> [Requirement]:
Rename every "Field-scouting task" in the material below to "Site survey task", and write all the lines out again with nothing else changed.

Coordinate labeling data
______

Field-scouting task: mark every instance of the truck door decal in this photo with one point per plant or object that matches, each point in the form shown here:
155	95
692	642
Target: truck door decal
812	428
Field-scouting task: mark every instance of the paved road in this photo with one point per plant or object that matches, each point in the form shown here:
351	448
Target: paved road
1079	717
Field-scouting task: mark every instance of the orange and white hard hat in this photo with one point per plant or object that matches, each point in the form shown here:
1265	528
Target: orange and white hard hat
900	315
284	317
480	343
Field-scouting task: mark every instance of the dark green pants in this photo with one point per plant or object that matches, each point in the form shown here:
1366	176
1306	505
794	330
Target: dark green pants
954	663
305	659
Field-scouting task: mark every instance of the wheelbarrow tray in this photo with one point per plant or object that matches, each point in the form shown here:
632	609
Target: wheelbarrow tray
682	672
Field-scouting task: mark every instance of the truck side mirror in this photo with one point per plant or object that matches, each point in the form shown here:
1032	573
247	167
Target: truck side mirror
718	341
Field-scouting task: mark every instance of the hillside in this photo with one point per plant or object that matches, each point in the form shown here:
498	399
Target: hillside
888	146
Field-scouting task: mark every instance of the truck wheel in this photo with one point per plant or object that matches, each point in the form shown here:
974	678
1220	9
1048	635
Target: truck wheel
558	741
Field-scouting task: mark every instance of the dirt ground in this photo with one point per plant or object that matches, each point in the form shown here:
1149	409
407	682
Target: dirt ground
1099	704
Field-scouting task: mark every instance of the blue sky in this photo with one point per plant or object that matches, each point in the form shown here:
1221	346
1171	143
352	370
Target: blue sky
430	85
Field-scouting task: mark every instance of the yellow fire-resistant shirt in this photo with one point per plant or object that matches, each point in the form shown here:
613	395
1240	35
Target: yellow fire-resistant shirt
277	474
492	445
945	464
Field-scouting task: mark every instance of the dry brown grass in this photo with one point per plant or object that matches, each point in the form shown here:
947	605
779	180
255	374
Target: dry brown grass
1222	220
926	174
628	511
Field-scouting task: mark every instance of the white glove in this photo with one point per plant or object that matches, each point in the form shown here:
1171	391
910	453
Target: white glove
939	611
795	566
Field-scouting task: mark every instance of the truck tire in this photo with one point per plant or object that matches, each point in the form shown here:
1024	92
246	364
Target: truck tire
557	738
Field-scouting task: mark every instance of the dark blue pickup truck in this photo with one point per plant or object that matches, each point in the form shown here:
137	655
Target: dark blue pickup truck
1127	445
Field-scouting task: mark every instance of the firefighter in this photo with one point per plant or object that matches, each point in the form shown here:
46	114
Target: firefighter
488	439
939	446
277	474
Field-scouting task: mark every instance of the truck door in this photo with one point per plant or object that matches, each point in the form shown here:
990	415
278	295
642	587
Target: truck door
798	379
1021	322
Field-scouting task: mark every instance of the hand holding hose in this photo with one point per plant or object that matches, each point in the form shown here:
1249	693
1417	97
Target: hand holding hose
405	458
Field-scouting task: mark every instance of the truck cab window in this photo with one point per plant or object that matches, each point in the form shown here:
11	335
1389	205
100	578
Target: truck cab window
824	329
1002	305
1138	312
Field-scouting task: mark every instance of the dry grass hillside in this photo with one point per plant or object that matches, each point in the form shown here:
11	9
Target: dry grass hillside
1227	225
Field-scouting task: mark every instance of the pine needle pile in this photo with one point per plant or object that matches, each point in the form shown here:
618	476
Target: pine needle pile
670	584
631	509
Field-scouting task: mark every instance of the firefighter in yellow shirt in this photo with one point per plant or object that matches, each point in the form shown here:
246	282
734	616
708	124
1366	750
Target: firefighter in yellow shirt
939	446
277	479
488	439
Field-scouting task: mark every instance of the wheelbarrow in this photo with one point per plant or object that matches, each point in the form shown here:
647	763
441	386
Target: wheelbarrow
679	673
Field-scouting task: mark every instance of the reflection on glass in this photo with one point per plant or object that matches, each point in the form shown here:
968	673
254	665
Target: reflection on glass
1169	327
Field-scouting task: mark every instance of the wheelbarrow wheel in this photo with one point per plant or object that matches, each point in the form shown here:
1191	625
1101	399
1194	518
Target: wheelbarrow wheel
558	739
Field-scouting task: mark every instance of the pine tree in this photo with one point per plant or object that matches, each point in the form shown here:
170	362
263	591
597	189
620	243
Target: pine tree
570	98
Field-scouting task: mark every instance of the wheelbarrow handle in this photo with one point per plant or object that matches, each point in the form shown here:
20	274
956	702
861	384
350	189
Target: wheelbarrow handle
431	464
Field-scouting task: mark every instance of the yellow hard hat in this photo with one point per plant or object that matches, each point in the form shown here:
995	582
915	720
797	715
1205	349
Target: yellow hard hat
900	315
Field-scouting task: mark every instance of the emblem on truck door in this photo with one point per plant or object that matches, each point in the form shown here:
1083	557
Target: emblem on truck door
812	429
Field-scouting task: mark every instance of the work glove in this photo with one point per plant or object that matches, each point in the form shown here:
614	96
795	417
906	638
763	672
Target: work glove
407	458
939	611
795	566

______

> [Exercise output]:
Site survey task: mark every instance of the truck door decal in this photo with one point per plant or object that matches, each point in the form shown here:
155	95
692	642
Target: truck door decal
812	428
Site survey task: mark every instance of the paved road in this photo with one point per plant or object that matches, each point in the form shown here:
351	448
Target: paved road
1079	717
Site survey task: mark every instance of the orange and white hard hat in this photo with one point per plant or object that matches, each point in the form shown here:
1265	528
Target: orange and white hard hat
900	315
284	317
480	343
Site survey task: mark every instance of the dark green pants in this photo with one point per plant or object that matches, each point in the form shown here:
1366	176
1306	505
794	330
Target: dark green pants
954	663
305	659
Site survey task: mark every instance of the wheelbarrow tray in this photo with one point per plant or object that matches, each point in the form shown here:
632	609
Target: wheelbarrow tray
682	672
Site survey task: mark every instance of the truck side mirror in this photo with one point per plant or object that matches, each point in the form shown here:
1032	573
247	167
Target: truck side mirror
718	341
Site survey task: mark every instance of the hillside in this photo with one point per plant or object that matches, each point in the form shown here:
498	399
Target: hillside
888	146
Site survey task: mark every instance of the truck wheel in this photo with one point per plant or object that matches, each point in the form shown here:
974	678
1220	9
1048	635
Target: truck wheel
558	741
Site survey task: mark every instance of the dirt ground in this photo with one point per plant or object that matches, each point in the form shown here:
1149	409
407	682
Target: dirt ground
1099	704
Site survey task: mark every instance of the blue sky in this photo with one point per plant or object that matches, each point in the form shown here:
1221	346
1171	143
352	370
Target: blue sky
430	85
Site survey task: mark every instance of the yellow fire-resistant shirt in this photo with one point per plant or object that matches, each point in the form shown here:
613	395
1240	35
Target: yellow fire-resistant shirt
277	474
492	445
945	464
Site survey task: mark every instance of the dry brown grass in this photo with one point per plant or object that matches, each point in the form shown here:
947	605
779	180
255	374
Target: dry brown grass
1222	220
926	174
628	511
Site survey task: mark every instance of the white glove in this photo with one point per plant or object that matches, each point in the form shown here:
1171	391
910	453
Target: white glove
939	611
795	566
Site survey task: mark every instance of the truck tire in this photo with one point per plant or object that matches, each point in the form shown here:
1024	92
246	364
Target: truck tire
557	738
Site survey task: mark every instance of the dark blue pickup truck in this photo with one point per plant or object that matches, each point in the form shown here:
137	655
Target: dark blue pickup truck
1127	445
Site survey task: mark every instance of the firefighter in this photo with one point per plant or object that matches, each point in the form shown here:
46	114
Target: firefighter
488	439
939	446
277	474
Site survey task: mark every instance of the truck door in this photo with one point per plant or object that matches, each point in the form shown here:
990	415
278	295
642	587
Target: truck door
798	379
1021	322
Site survey task: mark every instance of the hand holding hose in this photo with one point per plant or object that matches, each point in the form shown here:
1249	693
1417	97
Target: hand holding hose
405	458
Site survey task: mark every instance of the truck cab window in this photo with one point per plant or object that matches, each point in the form shown here:
11	335
1389	205
100	578
Target: truck cab window
824	329
1002	305
1138	312
Site survey task: mark every instance of the dry grass hillside in this photo with one point per plant or object that matches, each point in the form shown here:
11	9
Target: dry grass hillside
1227	225
Site survey task: mark every instance of the pine needle pile in this photo with one point per plant or object that matches, each point in the form shown here:
618	476
Target: pine needle pile
670	584
631	509
Site survey task: mark every instance of the firefighter in yellow shirt in this photo with one point per plant or object that matches, each point in the form shown here:
246	282
734	616
708	124
1366	750
Target: firefighter in yellow shirt
939	446
277	479
488	439
Site survey task: mark every instance of the wheelbarrow in this photo with one point per plant or object that matches, each point in the form shown here:
647	763
441	386
Target: wheelbarrow
679	673
Site survey task: mark every instance of the reflection on glass in this photo with one point per plant or object that matches, each point in the form shown here:
968	673
254	665
Target: reflection on glass
1169	327
Site survey task: mark every instance of the wheelbarrow wheel in this photo with one point per plant or object that matches, each point in the form shown here:
1191	625
1101	399
1194	518
Target: wheelbarrow wheel
558	739
Site survey task: mark every instance of the pine tree in this photo with one point per plant or object that matches, each point in the form shown here:
170	362
263	591
597	189
620	243
Target: pine tree
570	98
Site survey task: mark every instance of the wheelbarrow handle in this photo with one point per plant or object that matches, each point in the form shown here:
20	274
956	702
861	384
350	189
Target: wheelbarrow handle
431	464
Site survey task: mark every instance of the yellow hard hat in this photo with one point per plant or object that matches, each point in the form shown here:
995	582
915	720
797	715
1205	349
Target: yellow hard hat
900	315
Site survey task: mark every instance of the emblem on truck door in this photo with one point per plant or object that matches, each point in the form shown here:
1083	557
Target: emblem on truck door
812	429
Site survey task: mark every instance of the work glove in this photo with one point per plant or object that matches, each point in the form shown here:
614	96
795	417
906	638
763	672
Target: work glove
407	458
939	611
795	566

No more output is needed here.